§ Dataset

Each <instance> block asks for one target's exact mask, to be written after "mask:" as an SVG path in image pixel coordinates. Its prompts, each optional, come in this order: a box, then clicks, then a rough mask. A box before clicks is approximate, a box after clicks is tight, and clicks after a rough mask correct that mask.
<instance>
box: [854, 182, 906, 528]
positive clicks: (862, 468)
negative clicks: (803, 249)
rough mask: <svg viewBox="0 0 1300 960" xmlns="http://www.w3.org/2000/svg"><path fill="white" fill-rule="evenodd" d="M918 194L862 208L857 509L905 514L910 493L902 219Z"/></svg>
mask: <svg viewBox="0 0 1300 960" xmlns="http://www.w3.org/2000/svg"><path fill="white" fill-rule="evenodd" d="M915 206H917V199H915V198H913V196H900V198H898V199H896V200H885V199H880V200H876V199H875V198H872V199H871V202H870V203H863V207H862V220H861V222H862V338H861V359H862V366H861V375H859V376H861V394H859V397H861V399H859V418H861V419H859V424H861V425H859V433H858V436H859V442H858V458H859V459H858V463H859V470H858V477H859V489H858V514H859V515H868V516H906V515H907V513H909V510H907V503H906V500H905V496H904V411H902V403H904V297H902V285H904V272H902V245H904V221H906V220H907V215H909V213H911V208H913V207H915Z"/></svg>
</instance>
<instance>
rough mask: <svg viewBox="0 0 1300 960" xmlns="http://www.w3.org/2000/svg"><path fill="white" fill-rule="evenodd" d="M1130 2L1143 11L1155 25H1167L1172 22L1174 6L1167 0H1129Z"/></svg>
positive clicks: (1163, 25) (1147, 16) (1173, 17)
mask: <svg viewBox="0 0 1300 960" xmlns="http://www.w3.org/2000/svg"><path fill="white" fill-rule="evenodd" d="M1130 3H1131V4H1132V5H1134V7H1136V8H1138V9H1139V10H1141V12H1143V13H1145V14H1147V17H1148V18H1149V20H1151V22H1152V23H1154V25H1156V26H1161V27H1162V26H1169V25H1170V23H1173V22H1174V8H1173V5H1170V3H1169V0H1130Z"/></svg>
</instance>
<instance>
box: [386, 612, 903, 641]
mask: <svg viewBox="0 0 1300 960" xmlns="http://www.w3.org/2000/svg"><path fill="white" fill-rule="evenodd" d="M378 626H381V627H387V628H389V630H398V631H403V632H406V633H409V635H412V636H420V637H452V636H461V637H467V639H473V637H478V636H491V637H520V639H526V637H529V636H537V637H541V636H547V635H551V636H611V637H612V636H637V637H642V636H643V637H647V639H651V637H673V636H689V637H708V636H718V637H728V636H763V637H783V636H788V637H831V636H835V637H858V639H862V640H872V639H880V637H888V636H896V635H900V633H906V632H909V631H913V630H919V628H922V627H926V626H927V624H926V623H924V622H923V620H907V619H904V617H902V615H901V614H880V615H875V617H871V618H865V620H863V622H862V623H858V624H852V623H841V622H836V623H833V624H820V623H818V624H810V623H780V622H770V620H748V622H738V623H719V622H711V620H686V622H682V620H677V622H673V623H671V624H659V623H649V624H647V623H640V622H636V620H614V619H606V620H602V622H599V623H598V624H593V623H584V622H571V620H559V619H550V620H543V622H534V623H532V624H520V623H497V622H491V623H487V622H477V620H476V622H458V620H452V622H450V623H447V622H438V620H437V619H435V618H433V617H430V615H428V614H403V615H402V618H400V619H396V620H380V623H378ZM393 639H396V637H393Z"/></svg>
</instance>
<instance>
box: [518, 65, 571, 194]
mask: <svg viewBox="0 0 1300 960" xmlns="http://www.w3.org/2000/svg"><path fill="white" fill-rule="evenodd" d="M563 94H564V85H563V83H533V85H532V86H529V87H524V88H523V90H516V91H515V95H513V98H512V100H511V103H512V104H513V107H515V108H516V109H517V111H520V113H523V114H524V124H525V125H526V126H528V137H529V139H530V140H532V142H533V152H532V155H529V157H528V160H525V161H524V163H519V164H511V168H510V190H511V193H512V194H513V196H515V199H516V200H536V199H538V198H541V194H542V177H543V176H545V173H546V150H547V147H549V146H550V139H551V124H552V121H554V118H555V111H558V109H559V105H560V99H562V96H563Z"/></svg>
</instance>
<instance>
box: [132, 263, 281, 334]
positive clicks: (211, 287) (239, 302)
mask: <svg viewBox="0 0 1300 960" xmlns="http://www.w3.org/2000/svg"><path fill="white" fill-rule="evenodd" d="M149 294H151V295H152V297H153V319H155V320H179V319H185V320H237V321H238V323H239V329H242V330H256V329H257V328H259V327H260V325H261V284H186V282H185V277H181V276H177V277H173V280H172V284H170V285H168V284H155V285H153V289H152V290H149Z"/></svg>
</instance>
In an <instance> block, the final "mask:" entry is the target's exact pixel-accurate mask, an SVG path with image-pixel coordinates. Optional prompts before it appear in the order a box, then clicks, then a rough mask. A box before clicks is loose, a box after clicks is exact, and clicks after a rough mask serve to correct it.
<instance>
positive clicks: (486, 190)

§ What the task asks
Copy down the whole of the data above, matching it exactly.

§ Answer box
Each <instance> block asks for one target's exact mask, to be written after "mask:" as an SVG path in image pixel coordinates. Its prompts, each optional, come in this order: a box, then clicks, then a rough mask. A box before clicks is approximate, a box after clicks is tight, and clicks after a rough mask correct that mask.
<instance>
box: [854, 182, 906, 528]
positive clicks: (862, 468)
negative clicks: (803, 249)
rough mask: <svg viewBox="0 0 1300 960" xmlns="http://www.w3.org/2000/svg"><path fill="white" fill-rule="evenodd" d="M918 194L862 208L857 509L905 514L910 493L902 219Z"/></svg>
mask: <svg viewBox="0 0 1300 960" xmlns="http://www.w3.org/2000/svg"><path fill="white" fill-rule="evenodd" d="M915 206H917V199H915V198H913V196H900V198H898V199H896V200H885V199H880V200H876V199H875V198H872V199H871V202H870V203H863V207H862V220H861V222H862V338H861V359H862V366H861V375H859V376H861V394H859V397H861V399H859V418H861V419H859V424H861V425H859V433H858V436H859V442H858V458H859V459H858V463H859V470H858V477H859V489H858V514H859V515H868V516H906V515H907V513H909V510H907V503H906V500H905V496H904V411H902V403H904V297H902V285H904V272H902V245H904V221H906V220H907V215H909V213H911V208H913V207H915Z"/></svg>
</instance>
<instance>
rough mask: <svg viewBox="0 0 1300 960" xmlns="http://www.w3.org/2000/svg"><path fill="white" fill-rule="evenodd" d="M1130 2L1143 11L1155 25H1167L1172 22L1174 6L1167 0H1129Z"/></svg>
positive clicks: (1163, 25) (1147, 16) (1173, 17)
mask: <svg viewBox="0 0 1300 960" xmlns="http://www.w3.org/2000/svg"><path fill="white" fill-rule="evenodd" d="M1130 3H1131V4H1132V5H1134V7H1136V8H1138V9H1139V10H1141V12H1143V13H1145V14H1147V17H1148V18H1149V20H1151V22H1152V23H1154V25H1156V26H1161V27H1162V26H1169V25H1170V23H1173V22H1174V8H1173V5H1170V3H1169V0H1130Z"/></svg>
</instance>
<instance>
box: [386, 612, 903, 641]
mask: <svg viewBox="0 0 1300 960" xmlns="http://www.w3.org/2000/svg"><path fill="white" fill-rule="evenodd" d="M378 626H381V627H387V628H389V630H398V631H403V632H406V633H409V635H412V636H420V637H452V636H461V637H467V639H473V637H478V636H491V637H520V639H526V637H529V636H537V637H541V636H547V635H551V636H611V637H612V636H637V637H642V636H643V637H647V639H651V637H673V636H689V637H708V636H718V637H728V636H763V637H783V636H788V637H831V636H835V637H858V639H862V640H872V639H880V637H888V636H896V635H900V633H906V632H909V631H913V630H919V628H922V627H926V626H927V624H926V623H924V622H923V620H907V619H904V617H902V615H901V614H880V615H875V617H871V618H865V620H863V622H862V623H858V624H852V623H841V622H836V623H833V624H820V623H818V624H810V623H780V622H770V620H748V622H738V623H719V622H711V620H686V622H682V620H677V622H673V623H671V624H659V623H649V624H647V623H640V622H636V620H614V619H606V620H602V622H599V623H598V624H593V623H584V622H571V620H559V619H550V620H543V622H534V623H532V624H520V623H497V622H491V623H487V622H477V620H476V622H458V620H452V622H450V623H447V622H438V620H437V619H435V618H433V617H430V615H428V614H403V615H402V618H400V619H396V620H380V623H378ZM393 639H396V637H393Z"/></svg>
</instance>
<instance>
box: [518, 65, 571, 194]
mask: <svg viewBox="0 0 1300 960" xmlns="http://www.w3.org/2000/svg"><path fill="white" fill-rule="evenodd" d="M563 94H564V85H563V83H533V85H532V86H529V87H524V88H523V90H516V91H515V95H513V98H512V100H511V103H512V104H513V107H515V108H516V109H517V111H520V113H523V114H524V124H525V125H526V126H528V137H529V139H530V140H532V142H533V152H532V155H529V157H528V160H525V161H524V163H519V164H511V168H510V190H511V193H512V194H513V196H515V199H516V200H536V199H538V198H541V194H542V177H543V176H545V173H546V150H547V147H549V146H550V139H551V124H552V121H554V118H555V111H558V109H559V105H560V99H562V96H563Z"/></svg>
</instance>
<instance>
box: [132, 263, 281, 334]
positive clicks: (211, 287) (239, 302)
mask: <svg viewBox="0 0 1300 960" xmlns="http://www.w3.org/2000/svg"><path fill="white" fill-rule="evenodd" d="M149 294H151V295H152V297H153V319H155V320H179V319H185V320H237V321H238V323H239V329H242V330H256V329H257V328H259V327H260V325H261V284H186V282H185V277H181V276H177V277H173V280H172V284H170V285H168V284H155V285H153V289H152V290H149Z"/></svg>
</instance>
In an <instance> block, the final "mask:" entry is the target's exact pixel-accurate mask, an SVG path with image-pixel coordinates. Optional prompts before it appear in the order a box, then clicks, then a rough mask. A box before clicks is loose, a box after clicks is exact, and clicks after a rough mask serve to correct it.
<instance>
positive clicks: (486, 190)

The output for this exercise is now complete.